Items from a data source:
________
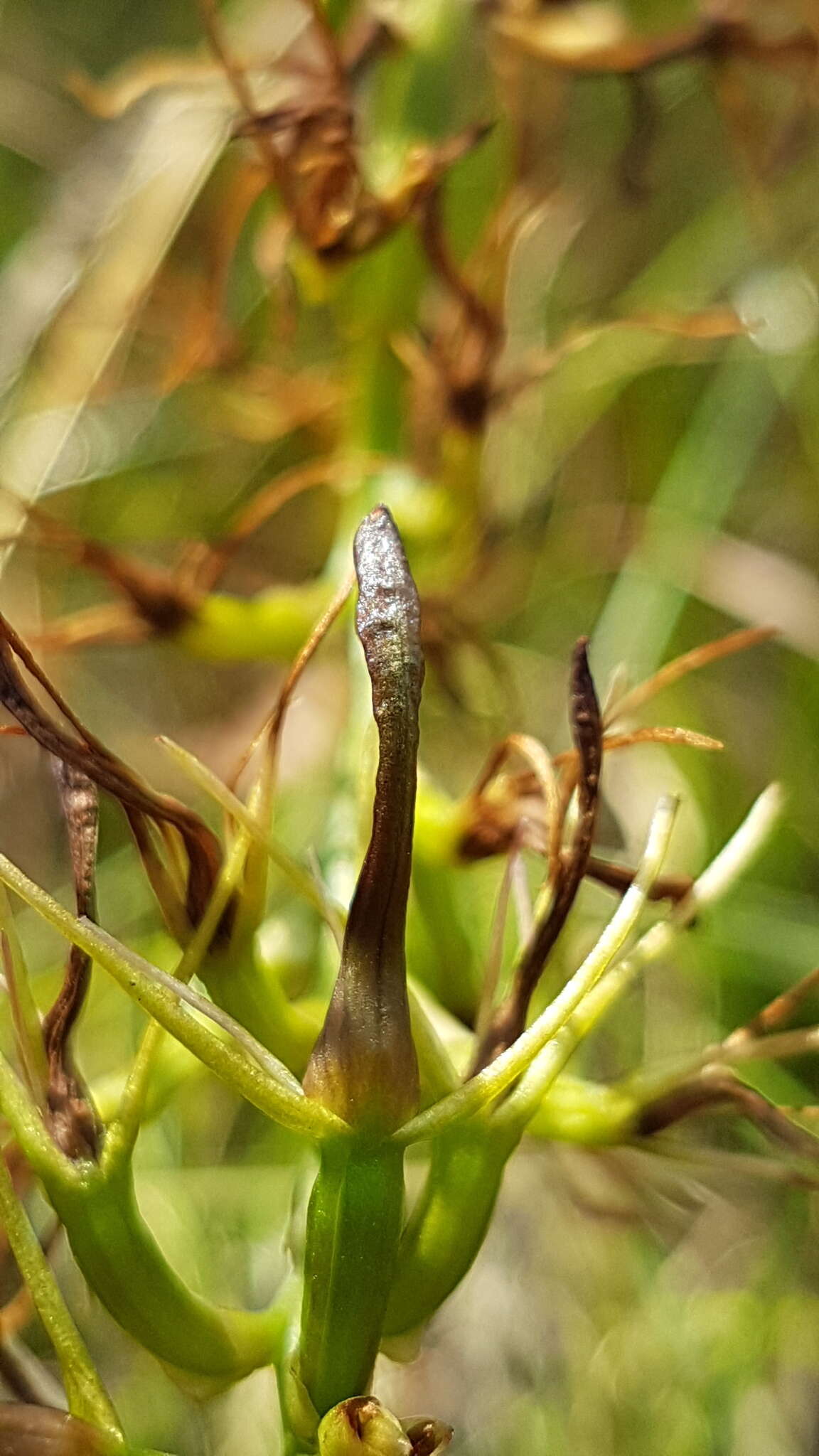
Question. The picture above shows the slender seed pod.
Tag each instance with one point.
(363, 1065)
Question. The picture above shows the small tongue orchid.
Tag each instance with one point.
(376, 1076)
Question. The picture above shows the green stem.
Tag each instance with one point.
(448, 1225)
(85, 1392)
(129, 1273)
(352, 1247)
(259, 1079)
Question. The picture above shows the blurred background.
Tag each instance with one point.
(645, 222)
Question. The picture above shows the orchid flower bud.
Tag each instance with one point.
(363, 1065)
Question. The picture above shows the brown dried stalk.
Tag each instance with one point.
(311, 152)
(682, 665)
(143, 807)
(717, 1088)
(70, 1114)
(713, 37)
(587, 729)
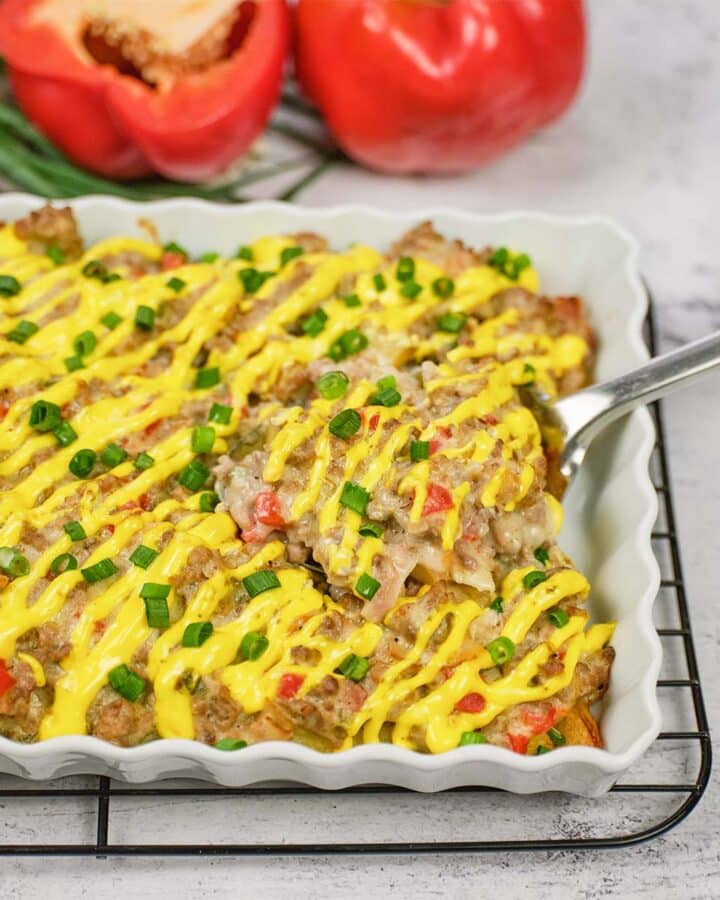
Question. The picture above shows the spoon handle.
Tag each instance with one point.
________
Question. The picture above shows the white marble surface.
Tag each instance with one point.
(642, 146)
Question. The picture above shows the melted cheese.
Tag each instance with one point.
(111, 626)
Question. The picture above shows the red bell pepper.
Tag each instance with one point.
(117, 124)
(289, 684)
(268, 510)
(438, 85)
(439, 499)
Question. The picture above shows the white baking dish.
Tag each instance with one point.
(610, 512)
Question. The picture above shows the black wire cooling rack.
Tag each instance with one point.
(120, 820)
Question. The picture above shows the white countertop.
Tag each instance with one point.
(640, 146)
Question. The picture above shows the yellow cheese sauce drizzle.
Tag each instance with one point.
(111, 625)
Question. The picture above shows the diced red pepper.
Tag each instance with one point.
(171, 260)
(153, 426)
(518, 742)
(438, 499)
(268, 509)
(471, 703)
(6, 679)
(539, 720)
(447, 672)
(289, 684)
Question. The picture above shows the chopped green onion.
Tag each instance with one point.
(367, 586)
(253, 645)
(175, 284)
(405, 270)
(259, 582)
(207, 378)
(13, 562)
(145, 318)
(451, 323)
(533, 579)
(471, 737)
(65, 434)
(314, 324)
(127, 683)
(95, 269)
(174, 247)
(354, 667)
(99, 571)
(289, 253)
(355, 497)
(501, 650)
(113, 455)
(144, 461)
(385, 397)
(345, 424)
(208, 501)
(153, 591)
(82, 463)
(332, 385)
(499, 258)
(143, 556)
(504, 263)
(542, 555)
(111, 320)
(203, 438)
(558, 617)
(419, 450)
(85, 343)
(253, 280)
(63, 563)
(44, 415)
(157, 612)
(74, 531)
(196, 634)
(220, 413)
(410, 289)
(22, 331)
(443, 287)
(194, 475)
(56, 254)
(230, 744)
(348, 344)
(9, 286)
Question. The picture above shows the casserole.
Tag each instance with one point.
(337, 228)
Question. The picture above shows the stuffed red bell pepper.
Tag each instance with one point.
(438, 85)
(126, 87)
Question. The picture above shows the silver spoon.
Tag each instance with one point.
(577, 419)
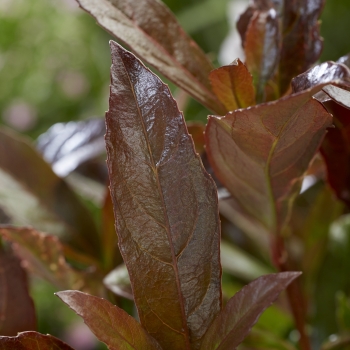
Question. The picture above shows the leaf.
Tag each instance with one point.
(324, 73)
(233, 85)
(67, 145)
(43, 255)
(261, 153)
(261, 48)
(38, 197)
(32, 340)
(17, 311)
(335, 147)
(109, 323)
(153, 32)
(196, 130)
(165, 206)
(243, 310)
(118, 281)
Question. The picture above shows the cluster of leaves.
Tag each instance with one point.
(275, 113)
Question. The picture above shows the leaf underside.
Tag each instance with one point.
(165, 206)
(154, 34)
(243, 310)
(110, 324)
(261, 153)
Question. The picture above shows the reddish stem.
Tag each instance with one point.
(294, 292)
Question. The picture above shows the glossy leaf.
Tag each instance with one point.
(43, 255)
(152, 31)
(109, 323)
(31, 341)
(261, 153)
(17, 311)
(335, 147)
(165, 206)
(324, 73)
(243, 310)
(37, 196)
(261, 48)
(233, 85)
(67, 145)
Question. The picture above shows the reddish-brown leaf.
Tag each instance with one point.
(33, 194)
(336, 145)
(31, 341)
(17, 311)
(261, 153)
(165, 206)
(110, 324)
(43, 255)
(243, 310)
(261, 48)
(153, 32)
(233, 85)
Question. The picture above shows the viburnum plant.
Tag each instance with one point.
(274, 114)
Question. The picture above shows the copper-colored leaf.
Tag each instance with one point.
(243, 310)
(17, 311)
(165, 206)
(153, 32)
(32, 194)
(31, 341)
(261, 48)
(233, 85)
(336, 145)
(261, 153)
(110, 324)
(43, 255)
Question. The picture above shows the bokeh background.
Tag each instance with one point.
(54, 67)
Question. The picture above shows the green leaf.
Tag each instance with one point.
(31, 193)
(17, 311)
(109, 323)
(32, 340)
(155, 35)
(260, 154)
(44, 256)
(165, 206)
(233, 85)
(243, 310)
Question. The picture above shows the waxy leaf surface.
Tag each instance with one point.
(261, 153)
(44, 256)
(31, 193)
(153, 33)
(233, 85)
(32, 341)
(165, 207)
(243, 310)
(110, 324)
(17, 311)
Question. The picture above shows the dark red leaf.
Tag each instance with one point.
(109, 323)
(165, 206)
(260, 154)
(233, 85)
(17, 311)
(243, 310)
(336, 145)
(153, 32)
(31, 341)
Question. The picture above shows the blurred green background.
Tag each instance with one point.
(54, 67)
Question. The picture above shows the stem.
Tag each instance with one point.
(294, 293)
________
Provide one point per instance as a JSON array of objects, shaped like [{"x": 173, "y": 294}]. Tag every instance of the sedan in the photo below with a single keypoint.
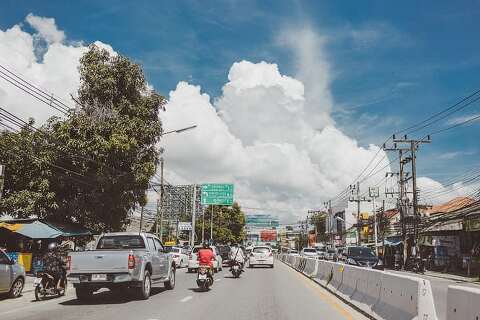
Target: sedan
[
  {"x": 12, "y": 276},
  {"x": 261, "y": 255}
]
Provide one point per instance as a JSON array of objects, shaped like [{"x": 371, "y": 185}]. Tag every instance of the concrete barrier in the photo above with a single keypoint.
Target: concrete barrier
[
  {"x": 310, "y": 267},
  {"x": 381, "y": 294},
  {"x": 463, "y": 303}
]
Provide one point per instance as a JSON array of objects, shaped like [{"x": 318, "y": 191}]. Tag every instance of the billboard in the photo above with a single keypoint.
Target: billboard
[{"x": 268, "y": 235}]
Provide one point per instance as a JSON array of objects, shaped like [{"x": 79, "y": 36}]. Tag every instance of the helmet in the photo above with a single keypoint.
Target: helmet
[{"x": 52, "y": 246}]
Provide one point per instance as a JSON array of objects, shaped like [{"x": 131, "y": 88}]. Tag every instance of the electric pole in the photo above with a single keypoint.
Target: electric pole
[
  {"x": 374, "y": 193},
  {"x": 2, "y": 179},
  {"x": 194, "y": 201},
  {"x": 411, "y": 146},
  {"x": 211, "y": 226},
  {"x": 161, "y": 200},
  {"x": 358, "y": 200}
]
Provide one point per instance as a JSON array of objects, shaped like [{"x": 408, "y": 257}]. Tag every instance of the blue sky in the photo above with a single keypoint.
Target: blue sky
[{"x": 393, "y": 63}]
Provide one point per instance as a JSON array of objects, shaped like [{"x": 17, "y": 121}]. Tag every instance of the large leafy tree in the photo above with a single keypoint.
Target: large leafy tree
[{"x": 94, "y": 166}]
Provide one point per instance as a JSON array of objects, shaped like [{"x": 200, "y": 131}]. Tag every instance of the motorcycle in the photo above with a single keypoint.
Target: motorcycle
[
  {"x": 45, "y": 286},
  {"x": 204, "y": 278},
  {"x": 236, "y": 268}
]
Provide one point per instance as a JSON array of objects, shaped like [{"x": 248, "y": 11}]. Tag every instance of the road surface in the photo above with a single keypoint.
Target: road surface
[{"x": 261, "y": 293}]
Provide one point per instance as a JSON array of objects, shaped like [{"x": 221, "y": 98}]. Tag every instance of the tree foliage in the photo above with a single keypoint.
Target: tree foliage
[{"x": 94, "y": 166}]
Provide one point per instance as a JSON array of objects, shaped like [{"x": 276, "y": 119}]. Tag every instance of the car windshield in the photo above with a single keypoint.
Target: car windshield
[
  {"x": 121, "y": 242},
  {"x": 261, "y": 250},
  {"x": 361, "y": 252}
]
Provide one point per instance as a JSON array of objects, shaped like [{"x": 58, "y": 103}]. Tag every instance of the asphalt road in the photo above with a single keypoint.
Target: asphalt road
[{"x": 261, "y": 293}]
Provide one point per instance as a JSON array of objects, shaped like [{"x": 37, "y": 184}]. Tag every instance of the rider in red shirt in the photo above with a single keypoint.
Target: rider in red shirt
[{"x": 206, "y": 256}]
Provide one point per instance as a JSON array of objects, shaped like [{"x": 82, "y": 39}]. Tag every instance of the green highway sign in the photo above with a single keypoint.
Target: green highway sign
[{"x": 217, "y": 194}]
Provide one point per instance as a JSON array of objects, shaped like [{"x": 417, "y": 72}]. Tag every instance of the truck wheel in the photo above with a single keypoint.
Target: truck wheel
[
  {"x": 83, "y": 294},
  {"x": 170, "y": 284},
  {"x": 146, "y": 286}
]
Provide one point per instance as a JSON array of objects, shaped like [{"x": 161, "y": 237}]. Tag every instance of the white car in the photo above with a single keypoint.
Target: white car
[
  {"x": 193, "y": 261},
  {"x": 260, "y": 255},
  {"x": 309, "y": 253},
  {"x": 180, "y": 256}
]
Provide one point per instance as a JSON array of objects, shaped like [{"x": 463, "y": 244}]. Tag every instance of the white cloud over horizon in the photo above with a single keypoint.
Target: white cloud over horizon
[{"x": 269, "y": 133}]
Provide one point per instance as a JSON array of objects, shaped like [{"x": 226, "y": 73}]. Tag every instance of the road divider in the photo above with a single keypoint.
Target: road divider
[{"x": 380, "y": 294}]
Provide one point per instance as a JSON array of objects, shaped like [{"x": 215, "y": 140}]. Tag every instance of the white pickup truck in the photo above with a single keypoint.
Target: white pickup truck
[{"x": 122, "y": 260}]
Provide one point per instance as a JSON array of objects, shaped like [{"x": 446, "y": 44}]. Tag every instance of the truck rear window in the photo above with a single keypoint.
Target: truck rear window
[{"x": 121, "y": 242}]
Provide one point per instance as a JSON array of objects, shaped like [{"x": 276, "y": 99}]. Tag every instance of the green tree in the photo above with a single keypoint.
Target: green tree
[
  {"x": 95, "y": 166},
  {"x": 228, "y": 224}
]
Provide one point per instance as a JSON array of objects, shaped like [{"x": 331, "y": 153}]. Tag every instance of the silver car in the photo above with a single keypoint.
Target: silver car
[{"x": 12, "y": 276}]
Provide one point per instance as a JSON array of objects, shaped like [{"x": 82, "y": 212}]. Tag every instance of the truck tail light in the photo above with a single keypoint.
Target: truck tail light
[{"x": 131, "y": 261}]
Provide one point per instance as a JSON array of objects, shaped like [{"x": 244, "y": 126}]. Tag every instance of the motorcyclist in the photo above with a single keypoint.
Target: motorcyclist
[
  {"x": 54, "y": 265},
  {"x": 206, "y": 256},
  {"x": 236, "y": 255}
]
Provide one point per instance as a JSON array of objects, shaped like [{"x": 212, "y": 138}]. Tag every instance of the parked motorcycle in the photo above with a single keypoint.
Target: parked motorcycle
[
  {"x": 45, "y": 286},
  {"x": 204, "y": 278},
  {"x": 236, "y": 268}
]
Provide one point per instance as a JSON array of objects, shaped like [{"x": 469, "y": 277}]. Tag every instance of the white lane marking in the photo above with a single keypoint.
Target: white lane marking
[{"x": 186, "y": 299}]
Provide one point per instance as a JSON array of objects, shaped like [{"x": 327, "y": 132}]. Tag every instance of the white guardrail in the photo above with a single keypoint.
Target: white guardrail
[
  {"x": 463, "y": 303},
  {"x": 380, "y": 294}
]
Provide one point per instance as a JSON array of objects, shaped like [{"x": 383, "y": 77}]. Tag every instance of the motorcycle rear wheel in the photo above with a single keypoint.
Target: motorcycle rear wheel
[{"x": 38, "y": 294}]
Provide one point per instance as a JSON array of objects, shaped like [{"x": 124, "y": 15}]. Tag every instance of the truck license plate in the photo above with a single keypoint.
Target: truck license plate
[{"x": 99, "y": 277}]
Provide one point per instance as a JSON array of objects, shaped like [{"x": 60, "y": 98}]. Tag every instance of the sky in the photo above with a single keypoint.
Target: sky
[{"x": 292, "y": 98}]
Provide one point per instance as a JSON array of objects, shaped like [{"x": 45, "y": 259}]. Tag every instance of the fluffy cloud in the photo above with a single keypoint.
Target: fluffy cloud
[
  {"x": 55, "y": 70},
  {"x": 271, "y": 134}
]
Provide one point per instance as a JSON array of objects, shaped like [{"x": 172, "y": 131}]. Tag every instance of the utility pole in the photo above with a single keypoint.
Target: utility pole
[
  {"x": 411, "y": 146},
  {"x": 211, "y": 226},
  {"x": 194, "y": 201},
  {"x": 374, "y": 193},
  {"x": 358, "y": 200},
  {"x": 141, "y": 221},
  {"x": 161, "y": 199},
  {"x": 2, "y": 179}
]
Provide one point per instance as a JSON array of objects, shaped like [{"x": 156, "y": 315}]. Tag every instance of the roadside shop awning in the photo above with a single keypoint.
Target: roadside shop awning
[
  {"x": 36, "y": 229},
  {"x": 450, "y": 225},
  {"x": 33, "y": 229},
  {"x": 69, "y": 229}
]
________
__TASK TO COMPLETE__:
Pull out every line of the listing above that contains the string "silver". Case counts.

__OUTPUT__:
Question. The picture above shows the silver spoon.
Provide one point per instance as a JSON array of objects, shaped like [{"x": 331, "y": 153}]. Tag every instance of the silver car in the photo above with a single keypoint.
Target: silver car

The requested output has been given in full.